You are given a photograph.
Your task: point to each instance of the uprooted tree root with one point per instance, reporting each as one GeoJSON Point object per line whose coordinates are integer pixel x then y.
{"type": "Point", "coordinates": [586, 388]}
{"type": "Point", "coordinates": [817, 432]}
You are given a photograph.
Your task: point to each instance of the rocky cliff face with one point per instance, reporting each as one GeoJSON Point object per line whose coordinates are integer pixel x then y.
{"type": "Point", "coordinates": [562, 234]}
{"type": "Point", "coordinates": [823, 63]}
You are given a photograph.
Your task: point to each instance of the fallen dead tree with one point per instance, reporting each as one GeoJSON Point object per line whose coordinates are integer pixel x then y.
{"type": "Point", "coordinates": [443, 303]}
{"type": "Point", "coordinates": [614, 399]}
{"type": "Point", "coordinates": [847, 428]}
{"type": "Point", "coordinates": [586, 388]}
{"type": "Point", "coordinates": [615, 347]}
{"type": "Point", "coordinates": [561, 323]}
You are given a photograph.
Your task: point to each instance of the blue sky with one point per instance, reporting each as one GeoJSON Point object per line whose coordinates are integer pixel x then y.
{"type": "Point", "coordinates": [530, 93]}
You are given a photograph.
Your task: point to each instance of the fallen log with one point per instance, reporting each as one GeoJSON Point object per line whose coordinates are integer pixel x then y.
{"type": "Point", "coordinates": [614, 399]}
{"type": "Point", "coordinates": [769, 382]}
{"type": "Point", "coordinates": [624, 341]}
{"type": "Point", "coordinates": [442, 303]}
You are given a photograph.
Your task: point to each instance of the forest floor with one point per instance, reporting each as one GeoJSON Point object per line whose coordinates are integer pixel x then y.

◆ ◆ ◆

● **Exercise aim**: Extract the full listing above without altering anything.

● **Answer to this problem**:
You are given a photograph.
Your task: point to each instance of the uprooted tree root with one point per instance, reporting each as one GeoJSON Point object per line whose coordinates are integer pixel x then y.
{"type": "Point", "coordinates": [586, 388]}
{"type": "Point", "coordinates": [817, 432]}
You are given a photograph.
Your task: point to each instance of the rocky cliff face with one point per instance, reporting each as one GeoJSON Point object per line whose coordinates are integer pixel x then y.
{"type": "Point", "coordinates": [562, 234]}
{"type": "Point", "coordinates": [823, 63]}
You are given a photograph.
Your task: point to each instance of the fallen dead tree with one point per instance, reporting each as one GeoJSON Point object per line whose coordinates are integer pixel x then y.
{"type": "Point", "coordinates": [443, 303]}
{"type": "Point", "coordinates": [614, 399]}
{"type": "Point", "coordinates": [847, 428]}
{"type": "Point", "coordinates": [586, 388]}
{"type": "Point", "coordinates": [615, 347]}
{"type": "Point", "coordinates": [561, 323]}
You are given a photograph.
Your task: point to each instance of the blue sky with one point per instance, reporting each as one GeoJSON Point object per line whose coordinates are integer pixel x then y.
{"type": "Point", "coordinates": [530, 93]}
You are given a photograph.
Your task: point to each instance of the fallen log with one point per instance, reporting each as one GeoJSON Point object per line whose coordinates are integer pixel x then y.
{"type": "Point", "coordinates": [614, 399]}
{"type": "Point", "coordinates": [769, 382]}
{"type": "Point", "coordinates": [624, 341]}
{"type": "Point", "coordinates": [442, 303]}
You are given a photograph.
Your task: point to each instance of the forest floor with one point per instance, reporting each as one GeoJSON Point object per line whose coordinates are integer pixel x then y.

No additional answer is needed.